▸ WHAT THE TASK REQUIRES: From the first line to the last, give the data again exactly.
(RECORDS FOR THIS TASK Opens)
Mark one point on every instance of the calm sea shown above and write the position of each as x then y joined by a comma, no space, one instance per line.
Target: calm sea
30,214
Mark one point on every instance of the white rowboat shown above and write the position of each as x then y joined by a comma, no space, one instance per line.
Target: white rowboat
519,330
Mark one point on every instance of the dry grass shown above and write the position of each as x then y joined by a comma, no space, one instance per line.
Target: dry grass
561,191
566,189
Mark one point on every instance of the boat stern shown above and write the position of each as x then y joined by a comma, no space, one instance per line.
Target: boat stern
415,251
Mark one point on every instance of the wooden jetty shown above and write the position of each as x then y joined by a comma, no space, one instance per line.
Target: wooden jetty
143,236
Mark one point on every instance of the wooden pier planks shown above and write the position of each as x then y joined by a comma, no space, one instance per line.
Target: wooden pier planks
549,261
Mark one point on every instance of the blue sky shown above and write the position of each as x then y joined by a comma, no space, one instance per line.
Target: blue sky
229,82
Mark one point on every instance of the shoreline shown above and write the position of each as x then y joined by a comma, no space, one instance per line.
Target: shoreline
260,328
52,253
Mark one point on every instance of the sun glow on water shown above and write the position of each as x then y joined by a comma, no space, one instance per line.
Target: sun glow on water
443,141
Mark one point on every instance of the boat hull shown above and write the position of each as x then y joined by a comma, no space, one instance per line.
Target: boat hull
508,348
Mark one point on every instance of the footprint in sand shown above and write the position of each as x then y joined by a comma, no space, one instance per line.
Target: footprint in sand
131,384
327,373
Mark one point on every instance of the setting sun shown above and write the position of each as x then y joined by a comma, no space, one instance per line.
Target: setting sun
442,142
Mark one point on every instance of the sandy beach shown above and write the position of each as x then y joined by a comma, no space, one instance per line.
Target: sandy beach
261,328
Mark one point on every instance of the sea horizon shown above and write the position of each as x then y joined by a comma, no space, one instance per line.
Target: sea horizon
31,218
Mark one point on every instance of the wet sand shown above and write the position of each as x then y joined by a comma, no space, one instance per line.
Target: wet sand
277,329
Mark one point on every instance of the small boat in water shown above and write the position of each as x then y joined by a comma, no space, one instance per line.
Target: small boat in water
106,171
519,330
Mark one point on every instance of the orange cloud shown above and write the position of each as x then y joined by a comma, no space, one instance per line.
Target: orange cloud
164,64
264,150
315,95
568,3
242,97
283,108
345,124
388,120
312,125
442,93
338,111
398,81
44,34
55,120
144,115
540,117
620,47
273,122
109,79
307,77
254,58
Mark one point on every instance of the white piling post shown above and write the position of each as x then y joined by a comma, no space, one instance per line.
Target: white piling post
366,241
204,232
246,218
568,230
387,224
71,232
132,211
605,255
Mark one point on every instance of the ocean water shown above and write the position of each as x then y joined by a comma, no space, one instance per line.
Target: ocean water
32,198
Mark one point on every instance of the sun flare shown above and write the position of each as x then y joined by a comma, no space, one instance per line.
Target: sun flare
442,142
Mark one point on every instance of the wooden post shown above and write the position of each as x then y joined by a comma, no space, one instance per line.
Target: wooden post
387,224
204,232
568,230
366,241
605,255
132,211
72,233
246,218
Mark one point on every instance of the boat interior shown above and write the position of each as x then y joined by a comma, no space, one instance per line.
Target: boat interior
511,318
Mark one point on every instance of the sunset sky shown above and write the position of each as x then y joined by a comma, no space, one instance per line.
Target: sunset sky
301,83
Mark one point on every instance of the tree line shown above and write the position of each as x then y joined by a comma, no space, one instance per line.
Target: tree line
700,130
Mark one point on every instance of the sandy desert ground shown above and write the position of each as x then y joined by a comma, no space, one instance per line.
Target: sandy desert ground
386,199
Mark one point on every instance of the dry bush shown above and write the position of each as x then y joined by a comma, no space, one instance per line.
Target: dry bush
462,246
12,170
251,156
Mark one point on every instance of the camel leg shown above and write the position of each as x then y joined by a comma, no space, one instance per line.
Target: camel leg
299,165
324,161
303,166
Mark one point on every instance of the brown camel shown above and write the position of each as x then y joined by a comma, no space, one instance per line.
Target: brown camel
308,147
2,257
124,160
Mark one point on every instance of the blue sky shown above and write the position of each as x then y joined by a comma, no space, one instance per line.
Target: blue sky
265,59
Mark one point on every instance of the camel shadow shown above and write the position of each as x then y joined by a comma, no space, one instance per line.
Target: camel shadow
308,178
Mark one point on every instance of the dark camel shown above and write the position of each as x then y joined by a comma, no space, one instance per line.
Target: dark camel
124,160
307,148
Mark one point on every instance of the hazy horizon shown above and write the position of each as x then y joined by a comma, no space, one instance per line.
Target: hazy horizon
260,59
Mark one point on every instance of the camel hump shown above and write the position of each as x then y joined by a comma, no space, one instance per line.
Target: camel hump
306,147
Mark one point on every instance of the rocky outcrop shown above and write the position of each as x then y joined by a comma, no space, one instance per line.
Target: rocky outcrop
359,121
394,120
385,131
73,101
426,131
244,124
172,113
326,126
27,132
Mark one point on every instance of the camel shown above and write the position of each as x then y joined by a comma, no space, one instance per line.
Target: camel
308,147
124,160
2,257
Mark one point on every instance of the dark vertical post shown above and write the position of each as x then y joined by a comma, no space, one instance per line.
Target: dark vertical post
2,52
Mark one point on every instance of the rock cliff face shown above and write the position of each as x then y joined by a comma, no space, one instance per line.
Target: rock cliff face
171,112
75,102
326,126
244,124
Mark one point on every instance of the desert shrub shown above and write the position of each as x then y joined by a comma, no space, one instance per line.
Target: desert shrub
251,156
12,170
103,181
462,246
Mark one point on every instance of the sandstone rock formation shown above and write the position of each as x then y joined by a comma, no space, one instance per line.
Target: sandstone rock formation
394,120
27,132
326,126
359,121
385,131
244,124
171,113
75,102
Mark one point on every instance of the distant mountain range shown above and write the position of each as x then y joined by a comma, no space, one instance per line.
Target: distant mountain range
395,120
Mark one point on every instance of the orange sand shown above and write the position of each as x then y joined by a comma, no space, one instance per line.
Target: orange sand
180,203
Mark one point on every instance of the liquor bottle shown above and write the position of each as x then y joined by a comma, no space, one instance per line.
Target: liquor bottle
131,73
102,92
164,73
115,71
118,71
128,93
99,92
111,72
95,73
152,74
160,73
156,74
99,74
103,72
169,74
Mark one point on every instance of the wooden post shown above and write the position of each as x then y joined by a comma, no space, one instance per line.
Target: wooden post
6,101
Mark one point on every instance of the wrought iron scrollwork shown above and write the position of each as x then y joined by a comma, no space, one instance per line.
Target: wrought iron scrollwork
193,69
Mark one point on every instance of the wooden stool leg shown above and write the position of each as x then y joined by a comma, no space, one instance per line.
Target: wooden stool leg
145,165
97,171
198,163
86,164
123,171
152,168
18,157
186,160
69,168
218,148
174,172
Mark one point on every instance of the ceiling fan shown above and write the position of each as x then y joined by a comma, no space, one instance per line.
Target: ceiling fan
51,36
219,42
(RECORDS FOR THIS TASK Closes)
▸ RESPONSE:
Mark one point on every instance of the calm sea shown above and write the position of each as x then y joined by a comma, no space, one instance per line.
Target: calm sea
30,214
Mark one point on every instance of the white rowboat shown above and write the position of each as x then y joined by a comma, no space, one instance per line.
Target: white rowboat
519,330
Mark one point on every instance of the dry grass shown above and write the position of each as x then y joined by a comma, no space, one instance per line.
Target: dry grass
561,191
566,189
Mark one point on every instance of the boat stern shown above and write the position of each as x then y joined by a comma, no space, one instance per line.
Target: boat stern
415,251
Mark one point on every instance of the wooden jetty shown above and write the position of each as x then y joined by a comma, no space, one instance per line.
Target: wooden jetty
143,236
Mark one point on every instance of the wooden pier planks shown above and write the position of each as x then y joined by a comma, no space, one instance per line.
Target: wooden pier planks
549,261
Mark one point on every instance of the blue sky shown above and write the position of each as x then y joined by a comma, no space, one instance per line.
Target: blue sky
229,82
Mark one point on every instance of the shoreline shown above and write the position of each as x then y joined by a comma, no space, one instance per line.
Target: shoreline
260,328
52,253
Mark one point on every instance of the sun glow on water shown above and write the position of each as x then y joined by a comma, no space, one instance per line.
Target: sun glow on water
443,141
Mark one point on every instance of the boat hull shown above and write the position of each as x then y joined by a comma, no space, one instance per line.
Target: boat hull
508,348
Mark one point on every instance of the footprint in sand shown above and write the position of each as x then y joined by a comma, no space, one instance per line.
Target: footprint in sand
131,384
327,373
Mark one point on every instance of the setting sun shown above and write the position of each as x then y joined by a comma, no space, one instance per line.
Target: setting sun
442,142
Mark one point on every instance of the sandy beach shown above and write the position of each as x then y joined by a comma, no space, one instance per line.
Target: sandy beach
261,328
Mark one point on every instance of the sea horizon shown above and write the position of each as x then y joined by a comma, no space, one instance per line.
Target: sea horizon
31,218
Mark one point on every instance of the wet sand shown above and write the position of each as x then y joined by a comma, no space, one instance per line.
Target: wet sand
277,329
Mark one point on every instance of the small boat in water shown above and write the position of each as x then y joined by a comma, no space, one instance per line.
Target: small boat in water
106,171
519,330
Mark one point on every instance of the orange cloud shown above and write the position of each as x then y joined by a comma, no space, one instance per line.
Target: orange cloud
164,64
264,150
315,95
568,3
242,97
283,108
345,124
388,120
312,125
442,93
338,111
398,81
44,34
55,120
144,115
540,117
620,47
273,122
109,79
307,77
254,58
Mark one point on every instance of the white piling post shown above and write the position of each as x then y joined by a comma, no space, one instance per line.
Target: white piling post
366,241
204,232
246,218
568,230
387,224
71,232
132,211
605,255
Mark one point on every instance of the ocean water shown above and write the position of each as x then y joined by a comma, no space, one instance per line.
Target: ocean water
32,198
Mark one point on every instance of the sun flare shown above and write the position of each as x then y joined by a comma, no space, one instance per line.
Target: sun flare
442,142
Mark one point on every instance of the wooden post shown above and write the position of each as x then y joined by a comma, no space, one instance per line.
Target: wooden post
387,224
204,232
568,230
366,241
605,255
132,211
72,233
246,218
Mark one point on every instance of the boat interior shown above and write the position of each as x then y joined by a comma, no space, one instance per line.
Target: boat interior
511,318
Mark one point on every instance of the sunset sky shown above and write the position of each as x then y joined by a comma, no space, one instance per line.
Target: sunset sky
301,83
Mark one point on every instance of the tree line shown above and write the position of each as x then y joined by a comma, no space, one instance per line.
Target: tree line
700,130
Mark one point on every instance of the sandy desert ground shown above and write the position of each as x then y joined by a comma, no space, one instance per line.
Target: sandy desert ground
386,199
Mark one point on every instance of the dry bush shown above and write the position of each as x then y joined by a comma, no space, one instance per line.
Target: dry bush
462,246
12,170
251,156
Mark one point on every instance of the camel leg shown above and write the position of each as x then y joined by a comma, no space, one instance per line.
Target: camel leg
299,165
324,161
303,166
Mark one point on every instance of the brown camel shown above and write the position of each as x then y joined by a comma, no space, one instance per line.
Target: brown camel
308,147
2,257
124,160
Mark one point on every instance of the blue sky shown above and write the position of each as x then y joined by a comma, no space, one instance per line.
Target: blue sky
265,59
Mark one point on every instance of the camel shadow shown above and write the position of each as x then y joined by a comma, no space, one instance per line.
Target: camel shadow
308,178
Mark one point on every instance of the dark camel shown above and write the position of each as x then y joined by a comma, no space, one instance per line.
Target: dark camel
124,160
307,148
Mark one point on every instance of the hazy horizon shown above and write the position of each as x then y joined by a comma, no space, one instance per line.
Target: hazy horizon
260,59
Mark one point on every instance of the camel hump shown above and write the position of each as x then y joined by a comma, no space, one instance per line.
Target: camel hump
306,147
Mark one point on every instance of the rocky outcrop shown above and write the position of each as x then y joined by a comma, no space, one instance per line.
Target: rocky outcrop
359,121
394,120
385,131
73,101
426,131
244,124
172,113
326,126
27,132
Mark one point on every instance of the camel shown above and write the position of each as x then y joined by a comma, no space, one instance per line.
Target: camel
308,147
124,160
2,257
Mark one point on every instance of the dark vertical post shown above and write the position of each as x then y joined by a comma, no space, one instance per line.
Target: dark vertical post
2,52
Mark one point on every instance of the rock cliff face shown above and write the position of each as x then y joined by a comma, no space, one instance per line.
Target: rock cliff face
171,112
75,102
326,126
244,124
Mark one point on every instance of the desert shrub shown above and write the position of each as x then y joined by a comma, no space, one instance per line.
Target: desert shrub
251,156
12,170
103,181
462,246
Mark one point on every instance of the sandstone rock formation shown above and write the position of each as x then y joined by a comma, no space, one instance per line.
Target: sandstone rock formation
394,120
27,132
326,126
359,121
385,131
244,124
171,113
75,102
Mark one point on every instance of the distant mountain range shown above and write the position of each as x then y joined by a comma, no space, one instance per line.
Target: distant mountain range
395,120
Mark one point on every instance of the orange sand shown above and write the position of each as x then y joined by a comma, no space, one instance per line.
Target: orange sand
180,203
Mark one point on every instance of the liquor bottle shown above and write the position of each as x then y joined by a comma, no space, one instance per line.
Target: liquor bottle
131,73
102,92
164,73
115,71
118,71
128,93
99,92
111,72
95,73
152,74
160,73
156,74
99,74
103,72
169,74
Mark one point on every instance of the wooden post shown above and write the position of each as x then y joined by a comma, no space, one instance per line.
Target: wooden post
6,101
Mark one point on every instance of the wrought iron scrollwork shown above and write the position of each as x then y joined by a comma, no space, one instance per line.
Target: wrought iron scrollwork
193,69
Mark one point on every instance of the wooden stool leg shown above and write the position of each as x then y joined by a comma, no space, one instance per line.
Target: wooden stool leg
145,165
97,171
198,163
86,164
123,171
152,168
18,157
186,160
69,168
218,148
174,172
Mark one point on every instance of the ceiling fan shown above and write the position of each as x then y joined by a comma, no space, one instance per line.
Target: ceiling fan
51,36
219,42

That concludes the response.